[[ Supplied information, beginning ]]
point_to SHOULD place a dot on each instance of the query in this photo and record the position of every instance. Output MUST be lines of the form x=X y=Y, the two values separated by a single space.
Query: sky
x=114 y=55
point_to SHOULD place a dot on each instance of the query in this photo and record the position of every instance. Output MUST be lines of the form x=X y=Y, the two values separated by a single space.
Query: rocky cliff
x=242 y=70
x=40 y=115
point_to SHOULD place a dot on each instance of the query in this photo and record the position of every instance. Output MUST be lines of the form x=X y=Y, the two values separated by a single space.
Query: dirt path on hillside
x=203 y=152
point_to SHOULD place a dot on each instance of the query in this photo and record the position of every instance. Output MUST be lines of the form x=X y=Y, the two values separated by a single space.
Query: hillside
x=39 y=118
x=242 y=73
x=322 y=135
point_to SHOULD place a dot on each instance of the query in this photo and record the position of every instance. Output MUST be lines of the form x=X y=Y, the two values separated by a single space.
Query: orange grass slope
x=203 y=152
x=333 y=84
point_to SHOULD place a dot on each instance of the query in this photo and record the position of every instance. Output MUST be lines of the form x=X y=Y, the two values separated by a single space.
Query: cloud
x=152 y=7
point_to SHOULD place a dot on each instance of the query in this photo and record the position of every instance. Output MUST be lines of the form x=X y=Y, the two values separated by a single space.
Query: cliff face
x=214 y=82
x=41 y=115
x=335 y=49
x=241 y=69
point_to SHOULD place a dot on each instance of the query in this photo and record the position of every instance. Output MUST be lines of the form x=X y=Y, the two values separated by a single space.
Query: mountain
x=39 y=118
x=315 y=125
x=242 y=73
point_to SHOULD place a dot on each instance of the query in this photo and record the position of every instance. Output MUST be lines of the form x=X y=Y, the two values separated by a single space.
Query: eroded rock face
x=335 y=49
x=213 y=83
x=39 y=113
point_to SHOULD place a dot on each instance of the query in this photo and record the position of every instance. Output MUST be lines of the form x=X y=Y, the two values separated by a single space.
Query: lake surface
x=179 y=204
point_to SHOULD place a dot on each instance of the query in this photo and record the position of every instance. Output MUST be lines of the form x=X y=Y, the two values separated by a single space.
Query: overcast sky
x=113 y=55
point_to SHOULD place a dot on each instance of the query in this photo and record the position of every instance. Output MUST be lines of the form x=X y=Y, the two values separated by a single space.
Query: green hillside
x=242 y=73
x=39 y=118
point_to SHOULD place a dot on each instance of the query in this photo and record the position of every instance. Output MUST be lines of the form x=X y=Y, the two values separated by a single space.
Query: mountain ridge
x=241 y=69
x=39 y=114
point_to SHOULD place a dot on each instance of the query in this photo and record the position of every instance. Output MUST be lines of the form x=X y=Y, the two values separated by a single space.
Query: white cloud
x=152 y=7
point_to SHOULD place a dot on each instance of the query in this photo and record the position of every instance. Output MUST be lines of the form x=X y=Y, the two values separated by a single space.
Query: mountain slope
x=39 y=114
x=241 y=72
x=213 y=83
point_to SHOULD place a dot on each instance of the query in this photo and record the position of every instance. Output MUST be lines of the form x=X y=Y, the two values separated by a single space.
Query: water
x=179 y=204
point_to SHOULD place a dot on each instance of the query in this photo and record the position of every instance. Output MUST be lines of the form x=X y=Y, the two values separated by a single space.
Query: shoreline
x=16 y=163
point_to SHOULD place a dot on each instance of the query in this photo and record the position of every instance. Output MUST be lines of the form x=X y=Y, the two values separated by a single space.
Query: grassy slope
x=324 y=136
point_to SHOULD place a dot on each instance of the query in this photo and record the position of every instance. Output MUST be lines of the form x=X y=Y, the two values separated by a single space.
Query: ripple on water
[[ Supplied information, end ]]
**What the task asks**
Output the records in full, keeping them exactly as they are.

**Completed task**
point_to SHOULD place a dot on each instance of the query in this photo and record the position of every instance. Output MUST be lines of the form x=X y=Y, the two values separated by a single space.
Query: sky
x=114 y=55
point_to SHOULD place a dot on each instance of the query in this photo and record the position of every instance. Output MUST be lines of the form x=X y=Y, the two values separated by a single space.
Query: rocky cliff
x=242 y=70
x=40 y=115
point_to SHOULD place a dot on each instance of the query in this photo and record the position of every instance. Output MUST be lines of the form x=X y=Y, the two values separated by a single space.
Query: dirt path on hillside
x=203 y=152
point_to SHOULD place a dot on each instance of the query in this photo and record the position of every instance. Output MUST be lines of the form x=X y=Y, the two values separated by a single space.
Query: hillside
x=39 y=118
x=242 y=73
x=322 y=135
point_to SHOULD place a dot on each instance of the query in this photo and record the position of every instance. Output MUST be lines of the form x=X y=Y, the two values separated by a single space.
Query: orange grass slope
x=203 y=152
x=333 y=84
point_to SHOULD place a dot on each instance of the query in this photo and record the position of every instance. Output MUST be lines of the form x=X y=Y, the two values separated by a single space.
Query: cloud
x=152 y=7
point_to SHOULD place a dot on each instance of the query in this photo and record the position of every instance. Output MUST be lines of the form x=X y=Y, the two values separated by a single space.
Query: cliff face
x=214 y=82
x=41 y=115
x=335 y=49
x=241 y=69
point_to SHOULD place a dot on each instance of the query in this photo and record the position of every instance. Output MUST be lines of the form x=X y=Y, the two values separated by a single space.
Query: mountain
x=39 y=118
x=315 y=125
x=242 y=73
point_to SHOULD place a dot on each instance of the query in this photo and record the position of every instance. Output MUST be lines of the form x=X y=Y, the two values separated by a single space.
Query: eroded rock face
x=335 y=49
x=213 y=83
x=39 y=113
point_to SHOULD place a dot on each instance of the query in this photo and record the position of every instance. Output MUST be lines of the form x=X y=Y, the two values separated by a single space.
Query: lake surface
x=179 y=204
point_to SHOULD place a dot on each instance of the query in this photo and record the position of every instance. Output MUST be lines of the form x=X y=Y, the two values separated by a single space.
Query: overcast sky
x=113 y=55
point_to SHOULD place a dot on each instance of the query in this photo and record the position of every instance. Output MUST be lines of the form x=X y=Y, the two values separated by a single space.
Query: green hillside
x=242 y=73
x=39 y=118
point_to SHOULD place a dot on each instance of the query in this photo and record the position of every instance. Output MUST be lines of the form x=X y=Y, the two values separated by a single space.
Query: mountain ridge
x=241 y=69
x=39 y=114
point_to SHOULD place a dot on each instance of the query in this photo and record the position of every instance. Output MUST be lines of the form x=X y=Y, the two values separated by a single space.
Query: white cloud
x=152 y=7
point_to SHOULD place a dot on each instance of the query in this photo and record the position of every instance. Output MUST be lines of the form x=X y=Y, the two values separated by a single space.
Query: mountain slope
x=39 y=114
x=241 y=72
x=213 y=83
point_to SHOULD place a dot on each instance of the query in this photo and record the position of every instance. Output MUST be lines of the form x=X y=Y, the two values separated by a single space.
Query: water
x=179 y=204
point_to SHOULD place a dot on each instance of the query in this photo and record the position of every instance. Output MUST be lines of the form x=X y=Y, the two values separated by a single space.
Query: shoreline
x=16 y=163
point_to SHOULD place a dot on each instance of the query in this photo and record the position of every instance. Output MUST be lines of the form x=X y=Y, the two values separated by a single space.
Query: grassy slope
x=324 y=136
point_to SHOULD place a dot on each instance of the query in this photo and record the position of every instance. Output MUST be lines of the form x=X y=Y, the two values separated by a single space.
Query: ripple on water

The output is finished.